▸ **About this exercise**: Reproduce word for word the part of the passage on death and memorial photography that opens with the words containing "Death came quickly" and closes with "be quite healthy.".

Top of Text section

Fast Asleep And Wide Awake
I was re-reading the introduction to the incredible book Sleeping Beauty II: Grief, Bereavement and the Family in Memorial Photography by Stanley B. Burns, M.D. and I thought I would share.
Death came quickly in the nineteenth century. Some diseases could wipe out all of one’s children within a day. Adults, too, were susceptible. Cholera epidemics, for example, were swift, savage killers. Curiously, however, except for children who died from dehydration or from viruses that left conspicuous skin rashes, or adults who succumbed to cancer or extreme old age, the dead would often appear to be quite healthy.
Ironically, because of modern methods for sustaining life, contemporary corpses don’t look nearly as robust as the remains of their ancestors. Today, we bring people back from death with defibrillators and other technological marvels. We keep patients alive until they waste away or until we shut off the monitors and pull the tubes. As a general result, when people die today, they really look dead: shrunken, dehydrated, debilitated.
We enlist specialists to beautify the body, but as a society, we no longer live with personal death and dying as part of our everyday lives. Dealing with death has been left to the professionals, from physicians to hospice caretakers to morticians. Our control of killer epidemics and our ability to treat disease makes us unaccustomed to living with and seeing death close up – until the spread of AIDS and, with it, the spectacle of young people deteriorating and dying right in front of their families.
When someone dies today, the first thing we do – whether in a hospital, mortuary or movie – is close the eyes. In contemporary photographs of the dead, the dead do not stare back. Because of this convention, we sometimes fail to realize that nineteenth-century postmortem photographs depict the dead. In the past, families could request that a subject’s eyes be open or closed. In postmortem photographs of many children who were never photographed while they were alive, the eyes were left open to provide a semblance of life. This melancholy ruse was sometimes embellished by a tableau that made the child appear to either be engaged in some activity, or consciously posing. In other cases, two photographs would be taken: one with eyes open, one with eyes closed.

Bottom of Text section
Top of Dataset entries

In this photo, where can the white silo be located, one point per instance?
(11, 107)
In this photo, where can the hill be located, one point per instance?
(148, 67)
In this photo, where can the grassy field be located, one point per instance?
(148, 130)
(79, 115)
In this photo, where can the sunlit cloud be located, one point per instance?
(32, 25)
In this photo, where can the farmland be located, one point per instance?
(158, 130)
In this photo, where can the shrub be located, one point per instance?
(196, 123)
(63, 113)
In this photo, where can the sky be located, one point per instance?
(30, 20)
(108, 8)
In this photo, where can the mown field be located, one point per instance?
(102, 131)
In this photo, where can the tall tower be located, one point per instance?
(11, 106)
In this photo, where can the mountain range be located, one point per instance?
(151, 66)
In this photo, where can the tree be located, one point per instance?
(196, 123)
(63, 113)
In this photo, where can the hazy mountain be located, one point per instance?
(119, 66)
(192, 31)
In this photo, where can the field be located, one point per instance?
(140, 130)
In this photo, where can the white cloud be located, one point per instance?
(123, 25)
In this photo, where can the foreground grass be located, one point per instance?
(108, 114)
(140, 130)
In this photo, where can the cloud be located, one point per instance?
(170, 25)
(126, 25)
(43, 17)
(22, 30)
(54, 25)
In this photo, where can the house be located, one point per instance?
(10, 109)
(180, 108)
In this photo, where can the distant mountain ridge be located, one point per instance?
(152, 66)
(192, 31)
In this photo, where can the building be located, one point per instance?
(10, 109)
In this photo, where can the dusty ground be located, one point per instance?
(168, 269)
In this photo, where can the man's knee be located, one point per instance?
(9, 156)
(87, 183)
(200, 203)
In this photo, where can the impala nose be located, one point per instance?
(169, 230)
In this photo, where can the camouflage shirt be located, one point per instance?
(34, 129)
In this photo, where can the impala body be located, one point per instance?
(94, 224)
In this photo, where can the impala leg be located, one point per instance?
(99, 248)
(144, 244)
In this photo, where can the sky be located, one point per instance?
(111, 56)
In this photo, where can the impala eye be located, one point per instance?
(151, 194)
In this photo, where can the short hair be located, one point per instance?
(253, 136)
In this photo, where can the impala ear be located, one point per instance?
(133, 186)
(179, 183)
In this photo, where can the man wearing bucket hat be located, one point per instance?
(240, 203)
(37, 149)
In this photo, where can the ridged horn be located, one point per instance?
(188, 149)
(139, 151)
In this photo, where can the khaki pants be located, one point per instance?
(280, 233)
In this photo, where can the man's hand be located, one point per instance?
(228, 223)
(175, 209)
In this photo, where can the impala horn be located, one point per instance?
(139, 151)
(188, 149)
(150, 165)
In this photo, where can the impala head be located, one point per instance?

Bottom of Dataset entries

▸ **Task answer**:
Death came quickly in the nineteenth century. Some diseases could wipe out all of one’s children within a day. Adults, too, were susceptible. Cholera epidemics, for example, were swift, savage killers. Curiously, however, except for children who died from dehydration or from viruses that left conspicuous skin rashes, or adults who succumbed to cancer or extreme old age, the dead would often appear to be quite healthy.